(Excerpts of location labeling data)
▼

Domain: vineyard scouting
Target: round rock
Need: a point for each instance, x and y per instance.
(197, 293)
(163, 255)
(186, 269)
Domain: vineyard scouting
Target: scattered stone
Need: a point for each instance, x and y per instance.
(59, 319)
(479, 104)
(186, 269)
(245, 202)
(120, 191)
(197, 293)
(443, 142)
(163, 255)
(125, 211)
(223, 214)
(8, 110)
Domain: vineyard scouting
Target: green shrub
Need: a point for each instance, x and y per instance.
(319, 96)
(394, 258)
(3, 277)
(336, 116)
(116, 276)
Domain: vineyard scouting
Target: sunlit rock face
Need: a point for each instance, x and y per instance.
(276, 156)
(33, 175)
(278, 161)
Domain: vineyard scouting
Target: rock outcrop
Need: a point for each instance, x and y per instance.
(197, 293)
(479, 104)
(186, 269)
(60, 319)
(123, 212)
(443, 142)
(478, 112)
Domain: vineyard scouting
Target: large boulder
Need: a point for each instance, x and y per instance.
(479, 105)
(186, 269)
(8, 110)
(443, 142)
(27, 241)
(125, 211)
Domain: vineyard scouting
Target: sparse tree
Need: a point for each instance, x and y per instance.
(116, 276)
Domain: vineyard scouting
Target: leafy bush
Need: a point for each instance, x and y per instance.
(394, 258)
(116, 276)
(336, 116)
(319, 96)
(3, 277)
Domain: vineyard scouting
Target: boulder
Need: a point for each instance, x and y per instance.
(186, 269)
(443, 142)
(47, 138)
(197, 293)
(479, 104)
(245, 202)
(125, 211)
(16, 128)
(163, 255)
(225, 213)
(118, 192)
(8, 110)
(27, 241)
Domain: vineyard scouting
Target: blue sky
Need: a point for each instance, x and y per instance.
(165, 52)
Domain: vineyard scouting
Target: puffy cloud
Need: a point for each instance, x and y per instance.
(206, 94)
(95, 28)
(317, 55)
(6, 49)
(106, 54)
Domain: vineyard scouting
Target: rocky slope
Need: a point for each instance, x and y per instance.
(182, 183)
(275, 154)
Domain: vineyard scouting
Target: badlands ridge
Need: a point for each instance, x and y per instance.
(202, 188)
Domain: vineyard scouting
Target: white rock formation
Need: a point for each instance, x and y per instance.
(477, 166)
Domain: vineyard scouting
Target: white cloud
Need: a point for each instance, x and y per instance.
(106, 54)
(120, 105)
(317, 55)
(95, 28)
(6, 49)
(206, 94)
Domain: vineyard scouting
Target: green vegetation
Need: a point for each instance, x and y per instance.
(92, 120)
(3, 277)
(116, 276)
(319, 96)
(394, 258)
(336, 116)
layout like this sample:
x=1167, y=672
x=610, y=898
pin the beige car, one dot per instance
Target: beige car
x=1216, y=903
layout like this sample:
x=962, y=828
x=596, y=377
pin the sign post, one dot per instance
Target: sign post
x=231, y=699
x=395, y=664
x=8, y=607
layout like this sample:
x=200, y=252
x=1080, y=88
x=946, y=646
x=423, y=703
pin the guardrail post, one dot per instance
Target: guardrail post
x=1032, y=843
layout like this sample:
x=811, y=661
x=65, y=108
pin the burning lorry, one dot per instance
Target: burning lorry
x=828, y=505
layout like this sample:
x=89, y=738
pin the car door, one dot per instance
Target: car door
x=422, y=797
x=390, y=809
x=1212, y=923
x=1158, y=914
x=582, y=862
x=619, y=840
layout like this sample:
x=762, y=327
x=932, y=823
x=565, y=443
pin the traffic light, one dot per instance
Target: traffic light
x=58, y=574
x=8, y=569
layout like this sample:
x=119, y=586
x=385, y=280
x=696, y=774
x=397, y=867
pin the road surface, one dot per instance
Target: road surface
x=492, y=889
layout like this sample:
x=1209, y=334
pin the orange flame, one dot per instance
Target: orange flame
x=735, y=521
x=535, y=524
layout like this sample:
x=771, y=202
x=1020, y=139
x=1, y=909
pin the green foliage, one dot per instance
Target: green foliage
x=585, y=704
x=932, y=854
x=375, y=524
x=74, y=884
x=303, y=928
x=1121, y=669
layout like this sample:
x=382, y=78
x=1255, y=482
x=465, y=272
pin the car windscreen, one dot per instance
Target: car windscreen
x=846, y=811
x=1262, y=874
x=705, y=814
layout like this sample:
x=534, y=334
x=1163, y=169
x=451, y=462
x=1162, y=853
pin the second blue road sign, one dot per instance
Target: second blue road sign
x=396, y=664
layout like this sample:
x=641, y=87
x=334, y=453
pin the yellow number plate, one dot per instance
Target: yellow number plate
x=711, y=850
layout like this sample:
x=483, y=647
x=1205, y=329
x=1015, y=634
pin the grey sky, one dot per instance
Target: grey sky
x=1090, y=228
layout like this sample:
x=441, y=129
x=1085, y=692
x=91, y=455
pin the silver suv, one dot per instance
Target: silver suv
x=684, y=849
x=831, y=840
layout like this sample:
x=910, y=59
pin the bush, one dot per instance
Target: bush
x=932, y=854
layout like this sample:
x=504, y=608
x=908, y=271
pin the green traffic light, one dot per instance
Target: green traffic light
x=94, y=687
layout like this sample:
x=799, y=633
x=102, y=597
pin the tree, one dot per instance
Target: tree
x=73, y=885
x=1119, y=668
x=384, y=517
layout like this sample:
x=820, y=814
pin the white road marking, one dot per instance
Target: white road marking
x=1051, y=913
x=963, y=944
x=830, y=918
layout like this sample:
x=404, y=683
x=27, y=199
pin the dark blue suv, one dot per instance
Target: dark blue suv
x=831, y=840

▲

**REQUIRED TASK:** Give every line of the material again, exactly as it reads.

**WRITTEN RESPONSE:**
Domain: vineyard scouting
Target: round rock
Need: a point for each instance, x and y per instance.
(197, 293)
(163, 255)
(186, 269)
Domain: vineyard scouting
Target: scattered stone
Need: a point for each instance, x and y per instance.
(59, 319)
(479, 104)
(186, 269)
(245, 202)
(120, 191)
(197, 293)
(443, 142)
(163, 255)
(125, 211)
(223, 214)
(8, 110)
Domain: vineyard scouting
Target: green shrub
Need: a point for each instance, x and y per instance.
(319, 96)
(394, 258)
(3, 277)
(336, 116)
(116, 276)
Domain: vineyard scouting
Target: sunlit rock face
Need: a point for each instance, x and y per instance.
(276, 156)
(33, 175)
(278, 161)
Domain: vineyard scouting
Target: rock outcrop
Need: a point for each instance, x and y per instance.
(197, 293)
(479, 104)
(186, 269)
(60, 319)
(123, 212)
(443, 142)
(478, 112)
Domain: vineyard scouting
Target: large boulder
Need: a point for each instance, x and y per instance.
(479, 105)
(186, 269)
(8, 110)
(443, 142)
(27, 241)
(125, 211)
Domain: vineyard scouting
Target: sparse tree
Need: a point for each instance, x and y per instance.
(116, 276)
Domain: vineyard scouting
Target: leafy bush
Need: a point for each instance, x and y per instance.
(394, 258)
(116, 276)
(336, 116)
(319, 96)
(3, 277)
Domain: vineyard scouting
Target: boulder
Need: a point for each instance, x and y per instance.
(186, 269)
(443, 142)
(47, 138)
(197, 293)
(479, 104)
(245, 202)
(125, 211)
(16, 128)
(163, 255)
(225, 213)
(118, 192)
(8, 110)
(27, 241)
Domain: vineyard scouting
Target: blue sky
Need: a point for each instance, x and y per instance.
(165, 52)
Domain: vineyard scouting
Target: puffy cloud
Need: a point for each instance, x and y per instance.
(206, 94)
(95, 28)
(317, 55)
(6, 49)
(106, 54)
Domain: vineyard scouting
Target: rocky slope
Need: a point for each instance, x and y per instance.
(182, 183)
(275, 154)
Domain: vineyard scouting
Target: badlands ridge
Need: a point for each instance, x and y per instance.
(202, 188)
Domain: vineyard scouting
Target: white rock formation
Need: a point for each instance, x and y per instance.
(477, 166)
Domain: vineyard scouting
Target: white cloud
Need: a point for each instance, x and y per instance.
(106, 54)
(120, 105)
(317, 55)
(95, 28)
(6, 49)
(206, 94)
Domain: vineyard scouting
Target: green vegetation
Need: a point for each instance, x and y per instance.
(92, 120)
(3, 277)
(116, 276)
(319, 96)
(394, 258)
(336, 116)
layout like this sample:
x=1167, y=672
x=610, y=898
pin the beige car, one dot per instance
Target: beige car
x=1216, y=903
layout like this sample:
x=962, y=828
x=596, y=377
pin the sign post, one dot per instance
Target: sign post
x=231, y=699
x=395, y=664
x=8, y=607
layout like this sample:
x=200, y=252
x=1080, y=88
x=946, y=646
x=423, y=703
pin the guardrail post, one dot per instance
Target: guardrail post
x=1032, y=843
layout like this sample:
x=811, y=661
x=65, y=108
pin the burning lorry, one dot per instance
Target: burning lorry
x=828, y=505
layout like this sample:
x=89, y=738
pin the car door, one dot per instance
Target: car door
x=422, y=797
x=390, y=809
x=1212, y=923
x=1158, y=914
x=582, y=862
x=619, y=840
layout like this sample:
x=762, y=327
x=932, y=823
x=565, y=443
pin the traffic light, one dot per instance
Target: traffic light
x=58, y=574
x=8, y=569
layout like this sample:
x=119, y=586
x=385, y=280
x=696, y=774
x=397, y=867
pin the road surface, one dot per instance
Target: road surface
x=492, y=889
layout like this sample:
x=1209, y=334
pin the orange flame, one dot per instance
Target: orange flame
x=735, y=521
x=535, y=524
layout like this sample:
x=771, y=202
x=1020, y=139
x=1, y=909
pin the green foliage, one dot per instance
Target: green foliage
x=585, y=704
x=932, y=854
x=375, y=524
x=74, y=884
x=303, y=928
x=1121, y=669
layout like this sample:
x=382, y=78
x=1255, y=482
x=465, y=272
pin the car windscreen, one dot per instance
Target: car windscreen
x=846, y=811
x=1262, y=874
x=705, y=814
layout like this sample:
x=534, y=334
x=1163, y=169
x=451, y=462
x=1162, y=853
pin the second blue road sign, one dot per instance
Target: second blue road sign
x=396, y=664
layout like this sample:
x=641, y=87
x=334, y=453
pin the yellow number plate, one dot per instance
Target: yellow number plate
x=711, y=850
layout like this sample:
x=483, y=647
x=1205, y=329
x=1015, y=634
pin the grey sky, one dot per instance
Target: grey sky
x=1090, y=228
layout like this sample:
x=441, y=129
x=1085, y=692
x=91, y=455
pin the silver suv, one dot per instance
Target: silver suv
x=684, y=849
x=831, y=840
layout like this sample:
x=910, y=59
pin the bush, one dot per instance
Target: bush
x=932, y=854
layout like this sample:
x=504, y=608
x=908, y=271
pin the green traffic light, one dot per instance
Target: green traffic light
x=94, y=687
layout like this sample:
x=799, y=633
x=102, y=597
pin the tree, one dot per instance
Target: tree
x=73, y=885
x=1119, y=668
x=384, y=517
layout like this sample:
x=820, y=814
pin the white road marking, one dot per instance
Target: white road marking
x=1051, y=913
x=963, y=944
x=830, y=918
layout like this sample:
x=404, y=683
x=27, y=199
pin the dark blue suv, one dot per instance
Target: dark blue suv
x=831, y=840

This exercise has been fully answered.